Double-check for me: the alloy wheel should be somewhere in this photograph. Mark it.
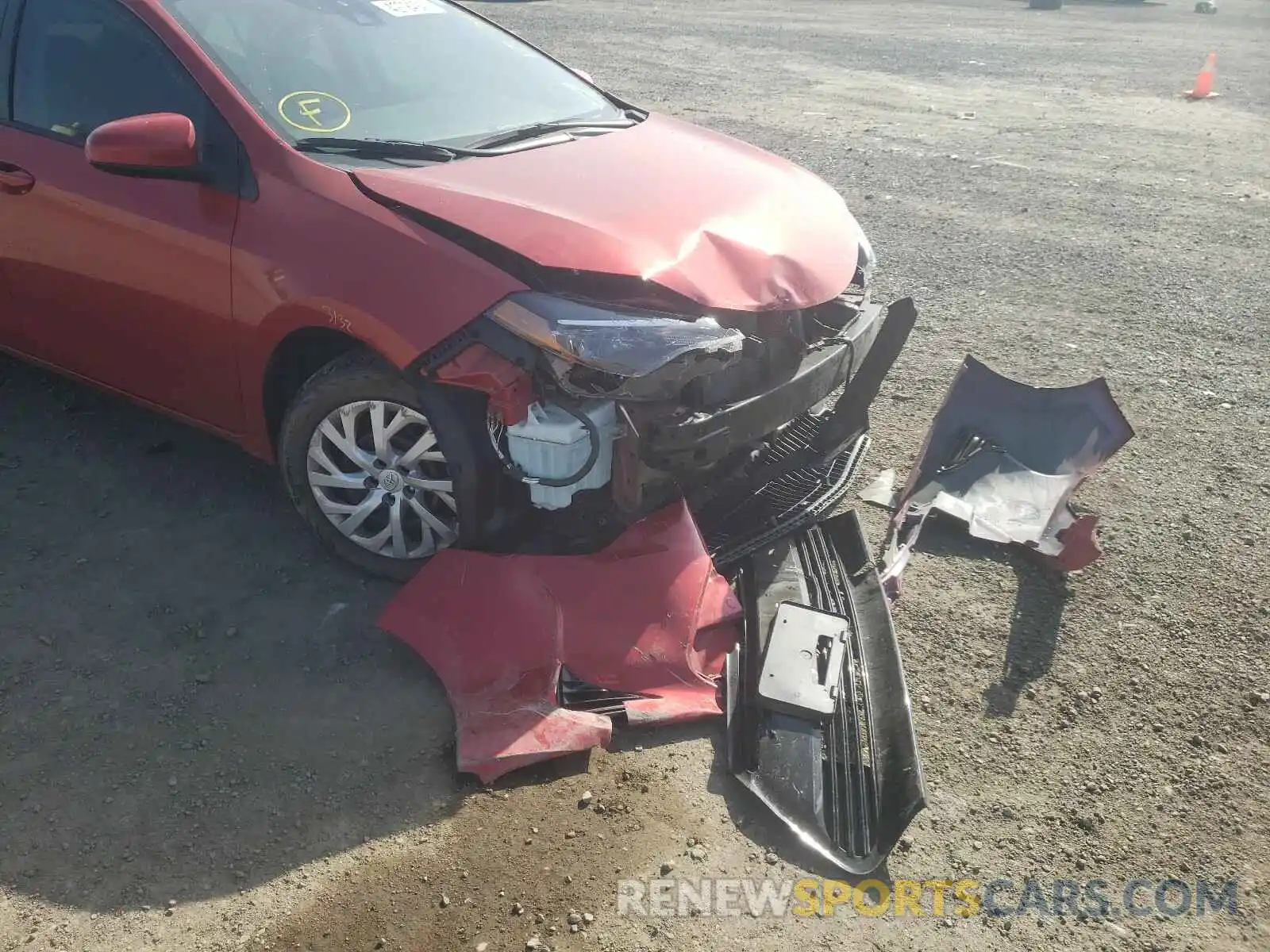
[306,400,459,559]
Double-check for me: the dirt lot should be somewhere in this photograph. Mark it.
[0,0,1270,952]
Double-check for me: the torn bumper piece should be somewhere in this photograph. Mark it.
[379,503,741,783]
[868,357,1134,592]
[726,512,926,876]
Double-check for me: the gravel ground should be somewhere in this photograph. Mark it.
[0,0,1270,952]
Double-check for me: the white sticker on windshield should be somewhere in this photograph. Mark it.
[371,0,444,17]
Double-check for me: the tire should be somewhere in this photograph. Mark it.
[278,351,502,582]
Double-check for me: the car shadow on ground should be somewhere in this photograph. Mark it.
[0,357,459,912]
[900,519,1069,717]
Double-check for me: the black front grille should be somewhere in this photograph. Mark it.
[694,413,868,567]
[556,668,640,720]
[796,525,878,857]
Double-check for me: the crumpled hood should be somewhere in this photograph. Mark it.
[353,116,860,311]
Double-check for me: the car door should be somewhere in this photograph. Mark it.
[0,0,241,433]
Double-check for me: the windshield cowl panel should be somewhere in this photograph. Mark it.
[160,0,627,150]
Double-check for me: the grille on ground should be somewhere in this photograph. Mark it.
[798,525,878,857]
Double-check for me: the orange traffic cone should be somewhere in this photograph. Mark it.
[1183,53,1217,99]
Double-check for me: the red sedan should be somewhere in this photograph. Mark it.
[0,0,910,576]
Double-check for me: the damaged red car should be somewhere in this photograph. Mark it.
[0,0,914,578]
[0,0,923,871]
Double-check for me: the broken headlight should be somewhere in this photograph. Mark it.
[489,290,745,400]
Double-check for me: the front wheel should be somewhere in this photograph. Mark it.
[278,351,497,580]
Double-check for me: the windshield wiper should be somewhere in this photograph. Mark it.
[294,136,483,163]
[468,118,637,148]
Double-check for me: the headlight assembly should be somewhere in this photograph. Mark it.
[487,292,745,400]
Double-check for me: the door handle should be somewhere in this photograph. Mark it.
[0,161,36,195]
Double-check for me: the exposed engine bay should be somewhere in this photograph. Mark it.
[418,241,916,563]
[379,259,1132,874]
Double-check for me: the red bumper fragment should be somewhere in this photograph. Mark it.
[379,503,741,783]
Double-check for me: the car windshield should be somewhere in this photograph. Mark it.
[161,0,624,146]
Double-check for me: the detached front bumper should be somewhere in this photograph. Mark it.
[726,512,926,876]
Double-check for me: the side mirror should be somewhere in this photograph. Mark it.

*Directions for this task*
Rewrite the data above as a Markdown table with the columns "Row" and "Line," giving one numbered row per line, omitting blank lines and leaving out the pictures.

*Solution to this task*
| Row | Line |
|---|---|
| 1 | Double-check for me: the alloy wheel should be somewhere in this photograph. Mark it. |
| 2 | [306,400,459,559] |
| 3 | Double-check for me: the dirt lot should be somewhere in this photograph. Mark it. |
| 4 | [0,0,1270,952] |
| 5 | Double-check for me: the torn bumper piece should be somewhere in this photograph. Mark it. |
| 6 | [379,503,741,783] |
| 7 | [868,357,1134,592] |
| 8 | [726,512,926,876] |
| 9 | Double-check for me: the gravel ground should be somewhere in this photograph. Mark it. |
| 10 | [0,0,1270,952] |
| 11 | Double-check for me: the white sticker on windshield should be somewhere in this photograph. Mark it. |
| 12 | [371,0,444,17] |
| 13 | Double-check for me: the tire should be somewhere in this photograph. Mark it. |
| 14 | [278,351,502,582] |
| 15 | Double-check for me: the car shadow on ground should be somewhere in this photograph. Mark it. |
| 16 | [0,357,459,912] |
| 17 | [900,519,1069,717] |
| 18 | Double-check for me: the black front grille should be somewhere in this photograph. Mark it. |
| 19 | [694,413,868,567] |
| 20 | [556,668,640,720] |
| 21 | [796,525,878,857] |
| 22 | Double-check for me: the crumpled hood should be somewhere in this photograph. Mark it. |
| 23 | [353,116,860,311] |
| 24 | Double-check for me: the car door should be somewhere in this photograph. Mark it. |
| 25 | [0,0,241,433] |
| 26 | Double-check for me: the windshield cowl panel should be somewhere in this photograph. Mark it. |
| 27 | [160,0,627,150] |
| 28 | Double-check for me: the grille on ground should be somewhere in this photograph. Mark it. |
| 29 | [798,525,878,857] |
| 30 | Double-check for me: the orange traffic cone should be somewhere in this photograph. Mark it. |
| 31 | [1183,53,1217,99] |
| 32 | Double-check for me: the red sedan should be somewhere in this photograph. Mark it. |
| 33 | [0,0,910,576] |
| 34 | Double-check for me: the damaged red car should be somewhere in this photograph. Mark it. |
| 35 | [0,0,914,578] |
| 36 | [0,0,923,871] |
| 37 | Double-check for me: the broken headlight should be somewhere in this photograph. Mark it. |
| 38 | [489,290,745,400] |
| 39 | Double-check for me: the front wheel should be somewhere in this photograph. Mark it. |
| 40 | [278,351,497,580] |
| 41 | Double-check for me: the windshield wiper should be somewhere in this photograph. Mark it. |
| 42 | [294,136,483,163] |
| 43 | [468,118,637,148] |
| 44 | Double-check for me: the headlight assembly should be somewhere in this photograph. Mark it. |
| 45 | [487,292,745,400] |
| 46 | Double-check for me: the door handle should be somewhere in this photograph. Mark it. |
| 47 | [0,161,36,195] |
| 48 | Double-check for me: the exposed engine bay should be somewhere in this photograph. Mark it. |
| 49 | [418,241,916,563] |
| 50 | [379,259,1132,874] |
| 51 | Double-check for me: the red bumper fragment should be somewhere in this photograph. Mark it. |
| 52 | [379,503,741,783] |
| 53 | Double-check for me: the car windshield should be somewhere in this photograph. Mark it. |
| 54 | [161,0,624,146] |
| 55 | Double-check for me: the detached front bumper should be somewhere in this photograph. Mark it. |
| 56 | [726,512,926,876] |
| 57 | Double-check for me: the side mirror should be somewhere in this photograph. Mark it. |